**READING TEXT**:
Home: a poem by Kayla McCullough

Photo by Alexandro David from Pexels


If you give a man the power to feed you, you also give him the power to starve you.”

- Melissa Snow, Certified Life and Love Coach.


When we lose the person that we treasure most—the one with who we built our life around and found comfort—it can feel jarring trying to find peace and stability on our own. We often feel devastated, powerless, and hopeless after a breakup—and while all your feelings are valid when you grieve the loss of a relationship, there is one truth you cannot forget: you were whole before the relationship, and you are whole after it, too. Finding your peace after a breakup is simply a matter of you finding it within yourself, which starts from a place of self-love.


FOCUS ON SELF-CARE & SELF-COMFORT

As Andrea Javor, Certified Divorce Coach© puts it, “Self-care and self-comfort can often get conflated when we’re trying to take care of ourselves,” and she advocates for both. Self-comfort may look like lighting a candle and taking a bubble bath, or it could be listening to soothing music and doing some yoga. However self-comfort looks for you, it deserves to be a priority in your life because you deserve the power to provide peace and calmness for yourself.

**STATED EXERCISE 1**: Who are all the people named in the text on finding peace after a breakup?
**STATED EXERCISE 2**: Gather every line of the records that contains the string "wave".

**ENTRIES PROVIDED**:
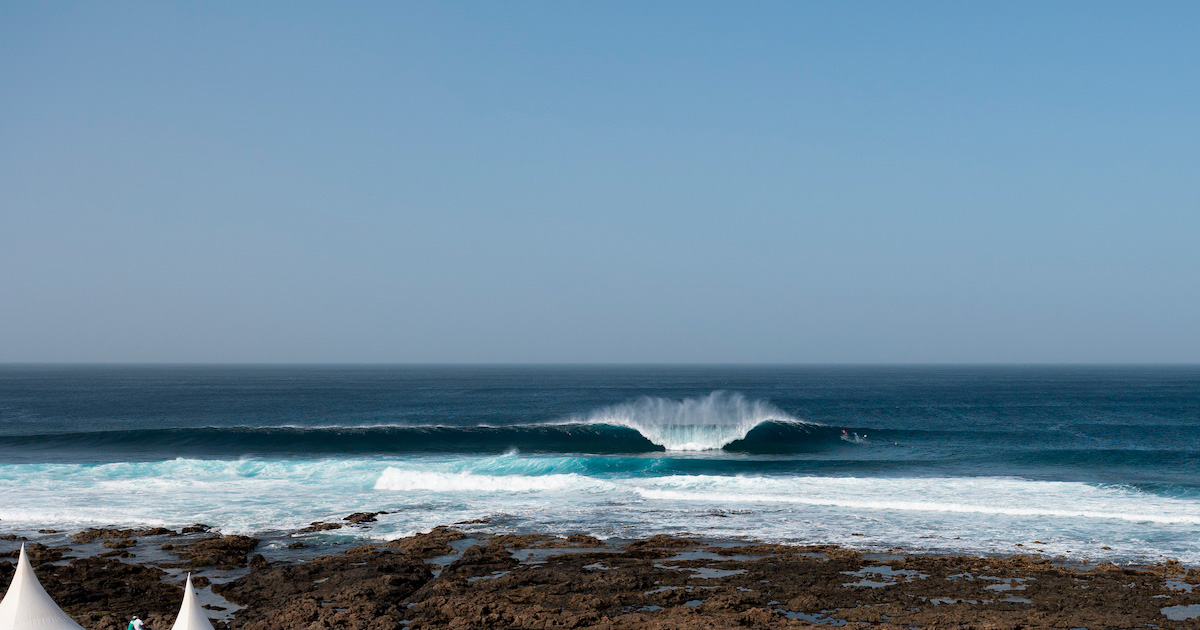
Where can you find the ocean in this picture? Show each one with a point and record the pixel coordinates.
(1091, 463)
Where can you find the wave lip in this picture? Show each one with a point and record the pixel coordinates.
(703, 424)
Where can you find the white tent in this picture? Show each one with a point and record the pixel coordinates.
(27, 606)
(191, 615)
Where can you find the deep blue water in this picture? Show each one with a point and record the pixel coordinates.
(971, 457)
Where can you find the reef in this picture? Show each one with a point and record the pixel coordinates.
(455, 579)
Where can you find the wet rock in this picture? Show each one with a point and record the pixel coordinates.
(366, 592)
(220, 552)
(107, 533)
(480, 561)
(318, 527)
(363, 517)
(423, 546)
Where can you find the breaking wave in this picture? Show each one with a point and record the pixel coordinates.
(709, 423)
(720, 420)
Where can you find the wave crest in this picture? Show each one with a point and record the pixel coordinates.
(708, 423)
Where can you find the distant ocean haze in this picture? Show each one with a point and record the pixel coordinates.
(937, 459)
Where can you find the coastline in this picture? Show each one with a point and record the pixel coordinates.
(463, 576)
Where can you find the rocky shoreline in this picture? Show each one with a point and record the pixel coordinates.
(457, 577)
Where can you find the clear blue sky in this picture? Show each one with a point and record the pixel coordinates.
(600, 181)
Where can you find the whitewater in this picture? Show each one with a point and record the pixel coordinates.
(1087, 465)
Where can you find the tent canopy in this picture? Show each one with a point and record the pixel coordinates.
(191, 615)
(27, 606)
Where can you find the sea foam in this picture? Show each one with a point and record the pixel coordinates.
(708, 423)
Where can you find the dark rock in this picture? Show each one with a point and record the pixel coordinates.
(319, 527)
(364, 592)
(220, 552)
(481, 561)
(363, 517)
(423, 546)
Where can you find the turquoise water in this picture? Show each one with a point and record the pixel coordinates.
(1061, 460)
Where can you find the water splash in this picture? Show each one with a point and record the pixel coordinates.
(708, 423)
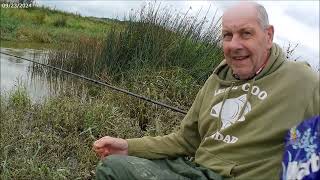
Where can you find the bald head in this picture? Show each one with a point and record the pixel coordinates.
(246, 9)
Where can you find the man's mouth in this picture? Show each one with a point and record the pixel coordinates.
(239, 58)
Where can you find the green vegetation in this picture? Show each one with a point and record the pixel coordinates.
(45, 25)
(156, 53)
(53, 140)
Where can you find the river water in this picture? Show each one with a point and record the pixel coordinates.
(16, 72)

**EXERCISE RESPONSE 1**: Kayla McCullough, Alexandro David, Melissa Snow, Andrea Javor

**EXERCISE RESPONSE 2**:
Where can you find the wave lip in this picture? Show each one with a point and record the pixel coordinates.
Where can you find the breaking wave in this picture? Show each one with a point and record the pixel coordinates.
Where can you find the wave crest in this picture? Show each one with a point and record the pixel coordinates.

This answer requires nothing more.